DIRECTION A> Output the part of the non-proprietary format check thread from "When the check" up to and including "do you think?", word for word.

TEXT EXCERPT>
• • • • •

NCEAS / metadig-checks

MetaDIG suites and checks for data and metadata improvement and guidance.
Apache License 2.0
9 stars 9 forks source link

Non-proprietary format check #23

Closed gothub closed 5 years ago

gothub commented 5 years ago

For the check 'NonProprietaryEntittyFormat', what lists should be used for proprietary and non-proprietary formats?

amoeba commented 5 years ago

Sounds like a tough check to get right from the user's perspective. However, I think a really good approach would be to not find or create a list of non-proprietary formats since there are so many but to instead try to find common proprietary formats such as MS Excel and MS Access files and fail the check of those are found.

When the check passes, the message could indicate that the passing grade isn't the same thing as "you have not used any proprietary formats". What do you think?

gothub commented 5 years ago

Sounds reasonable. Finding the list of proprietary formats may just mean assembling it ourselves.

• • • • •

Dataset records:
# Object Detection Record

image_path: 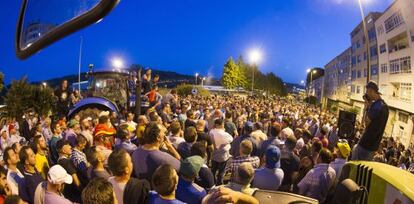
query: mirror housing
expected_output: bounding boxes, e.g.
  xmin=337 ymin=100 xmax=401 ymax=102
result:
xmin=15 ymin=0 xmax=120 ymax=60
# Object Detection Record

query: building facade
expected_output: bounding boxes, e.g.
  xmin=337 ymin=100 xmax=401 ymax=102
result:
xmin=375 ymin=0 xmax=414 ymax=148
xmin=350 ymin=12 xmax=382 ymax=120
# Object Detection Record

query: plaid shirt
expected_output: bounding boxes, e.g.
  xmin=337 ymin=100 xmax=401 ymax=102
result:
xmin=298 ymin=164 xmax=336 ymax=203
xmin=225 ymin=155 xmax=260 ymax=180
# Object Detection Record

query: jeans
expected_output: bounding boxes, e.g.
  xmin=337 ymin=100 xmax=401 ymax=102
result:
xmin=211 ymin=160 xmax=227 ymax=186
xmin=351 ymin=144 xmax=375 ymax=161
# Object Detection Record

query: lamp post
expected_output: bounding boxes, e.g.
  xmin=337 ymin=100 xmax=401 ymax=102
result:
xmin=358 ymin=0 xmax=371 ymax=83
xmin=201 ymin=77 xmax=206 ymax=86
xmin=249 ymin=49 xmax=262 ymax=96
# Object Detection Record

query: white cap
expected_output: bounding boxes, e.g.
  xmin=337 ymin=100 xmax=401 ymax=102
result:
xmin=99 ymin=111 xmax=109 ymax=117
xmin=47 ymin=164 xmax=72 ymax=184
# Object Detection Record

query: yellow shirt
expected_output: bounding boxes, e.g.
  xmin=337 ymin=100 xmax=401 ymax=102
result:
xmin=35 ymin=153 xmax=49 ymax=179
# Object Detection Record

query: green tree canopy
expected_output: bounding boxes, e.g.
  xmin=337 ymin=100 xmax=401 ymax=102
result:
xmin=221 ymin=57 xmax=246 ymax=89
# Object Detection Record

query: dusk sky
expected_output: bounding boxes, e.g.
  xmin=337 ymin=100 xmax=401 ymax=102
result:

• • • • •

DIRECTION B> Rewrite the dataset listing from its start up to and including the line with "xmin=15 ymin=0 xmax=120 ymax=60", keeping every line and adding -99 to each coordinate in the result bounding boxes but not to the sample ones. Please omit the pictures.

WRITTEN ANSWER A>
When the check passes, the message could indicate that the passing grade isn't the same thing as "you have not used any proprietary formats". What do you think?

WRITTEN ANSWER B>
# Object Detection Record

image_path: 
query: mirror housing
expected_output: bounding boxes, e.g.
  xmin=337 ymin=100 xmax=401 ymax=102
result:
xmin=-84 ymin=-99 xmax=21 ymax=-39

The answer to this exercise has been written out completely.